# INPUT DATA
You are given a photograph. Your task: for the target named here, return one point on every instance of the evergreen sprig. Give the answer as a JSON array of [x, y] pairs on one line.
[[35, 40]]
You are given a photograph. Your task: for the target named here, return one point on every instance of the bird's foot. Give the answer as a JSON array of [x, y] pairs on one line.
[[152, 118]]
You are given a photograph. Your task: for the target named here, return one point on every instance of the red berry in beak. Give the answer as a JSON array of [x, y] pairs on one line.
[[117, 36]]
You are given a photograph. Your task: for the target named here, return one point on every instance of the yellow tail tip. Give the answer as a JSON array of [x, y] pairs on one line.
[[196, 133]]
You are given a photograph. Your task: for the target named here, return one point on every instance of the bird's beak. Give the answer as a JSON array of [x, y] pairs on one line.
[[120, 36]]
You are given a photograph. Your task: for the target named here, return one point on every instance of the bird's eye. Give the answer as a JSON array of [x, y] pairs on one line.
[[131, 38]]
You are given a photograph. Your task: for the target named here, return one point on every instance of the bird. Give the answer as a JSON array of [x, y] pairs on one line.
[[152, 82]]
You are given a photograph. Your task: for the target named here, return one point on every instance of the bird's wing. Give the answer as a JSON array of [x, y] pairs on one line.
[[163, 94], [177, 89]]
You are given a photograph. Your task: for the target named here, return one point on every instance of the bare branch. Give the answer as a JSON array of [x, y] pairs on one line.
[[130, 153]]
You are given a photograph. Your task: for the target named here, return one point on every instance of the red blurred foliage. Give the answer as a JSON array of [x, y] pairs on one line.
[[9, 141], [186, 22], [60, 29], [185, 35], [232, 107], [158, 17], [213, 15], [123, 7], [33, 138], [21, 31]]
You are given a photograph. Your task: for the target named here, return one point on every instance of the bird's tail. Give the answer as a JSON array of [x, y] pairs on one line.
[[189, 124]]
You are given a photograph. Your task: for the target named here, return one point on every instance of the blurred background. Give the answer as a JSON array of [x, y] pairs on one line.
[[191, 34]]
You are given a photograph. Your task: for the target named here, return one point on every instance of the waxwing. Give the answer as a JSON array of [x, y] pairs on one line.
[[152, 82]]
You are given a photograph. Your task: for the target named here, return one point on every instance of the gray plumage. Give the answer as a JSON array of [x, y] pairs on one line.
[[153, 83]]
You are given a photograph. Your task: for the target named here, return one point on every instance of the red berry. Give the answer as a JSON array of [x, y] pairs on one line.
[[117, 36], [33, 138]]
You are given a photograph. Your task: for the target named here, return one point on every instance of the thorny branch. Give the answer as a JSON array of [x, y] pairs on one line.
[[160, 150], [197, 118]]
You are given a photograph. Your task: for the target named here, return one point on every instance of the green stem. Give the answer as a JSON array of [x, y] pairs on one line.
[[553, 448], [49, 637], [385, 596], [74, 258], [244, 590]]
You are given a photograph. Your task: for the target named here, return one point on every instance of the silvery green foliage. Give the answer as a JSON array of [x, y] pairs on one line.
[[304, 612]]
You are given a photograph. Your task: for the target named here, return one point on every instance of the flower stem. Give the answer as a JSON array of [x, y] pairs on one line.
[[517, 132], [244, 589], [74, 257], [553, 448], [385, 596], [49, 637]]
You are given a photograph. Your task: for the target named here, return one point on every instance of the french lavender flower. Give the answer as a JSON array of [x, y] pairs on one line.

# EXERCISE
Restate the data above word for word, please.

# ANSWER TO THE PROBLEM
You are given a photograph. Your task: for the target named here, return one point on every instance of the evergreen sprig. Give the answer as a JSON array of [x, y] pairs on one line.
[[35, 40]]
You are given a photograph. Your task: for the target named here, return one point on every instance of the bird's foot. Give the answer as a JSON array of [x, y] pairs on one line.
[[152, 118]]
You are given a photograph. Your task: for the target named here, return one point on every instance of the red berry in beak. Give the answer as a JSON array of [x, y] pairs on one line.
[[117, 36]]
You are given a photograph. Your task: for the target named here, return one point on every instance of the yellow tail tip. Give the answer as a JSON array of [x, y] pairs on one line.
[[196, 133]]
You are given a photograph. Your task: for the target named here, return one point on every instance of the bird's beak. Give the answer as a JSON array of [x, y] pairs on one line.
[[120, 36]]
You are given a photograph. Your task: for the target named here, return one point on every instance of the bird's eye. Give the answer as a JSON array of [x, y] pairs on one line.
[[131, 38]]
You are given a photograph. Your task: for the target named here, return one point on every instance of the bird. Give the answer as a JSON array of [x, y] pairs on one line.
[[152, 82]]
You are given a photograph. Your task: for the target named here, return one point on every instance of the bird's wing. Give the answer as a JSON array of [x, y] pairs on one line.
[[163, 94], [177, 89]]
You are given a photograph. Your task: for the target named here, return one point on every instance of the bare branch. Give the answer as a JSON array of [x, y] pairs on one line.
[[130, 153]]
You are given a photograph. Your task: for the target named here, return one point on every instance of the red blurred foliage. Give the answer as a JSON array of [x, y] pairs on one line.
[[9, 141], [186, 22], [60, 29], [185, 35], [232, 107], [158, 17], [213, 15], [123, 7], [33, 138], [21, 31]]
You are given a photograph. Your task: for the target named here, return one point on every instance of the bird's tail. Give the answer as a JSON array of [x, y] pairs on one line.
[[189, 124]]
You are given a photograph. Your task: for the target named here, return one point on every instance of the blurred background. Give the answer as a JSON array of [x, y] pairs on one line.
[[191, 34]]
You are given a photograph. Your task: for the target named here, return one point on every instance of the waxwing. Give the answer as a JSON array of [x, y] pairs on one line.
[[152, 82]]
You are given a photograph. Your task: for the target named here, return one point on every instance of the gray plumage. Give the answer as a JSON array of [x, y] pairs on one line.
[[153, 83]]
You are given a photograph. Your task: for the target named here, return one point on every instance of the red berry. Give the answer as a JSON array of [x, y] pairs on one line.
[[117, 36], [33, 138]]
You are given a photograph. Your task: for the target named here, return one point on every instance of the thorny branch. Give the answer as a JSON array of [x, y] pairs on one line.
[[160, 150], [197, 118]]
You are given a photograph. Your task: for the target named here, return one point on every instance of the green stem. Give the answer as a JSON array of [x, y] pairs on one line.
[[553, 448], [49, 637], [385, 596], [74, 258], [244, 590]]
You are given a photograph. Your task: for the target named here, return one point on every instance of the silvery green foliage. Give the answer as a JSON array of [x, y] pairs on one line.
[[304, 612]]
You are given a photograph. Your task: for the target named here, return one point on every instance of the flower stem. Give the answer as a JSON array of [x, y] pairs on one line.
[[517, 132], [244, 589], [74, 257], [553, 448], [385, 596], [49, 637]]
You are given a photograph. Your task: for the target named here, return one point on every instance of the french lavender flower. Give the answer as a JSON array of [x, y] pairs on one line.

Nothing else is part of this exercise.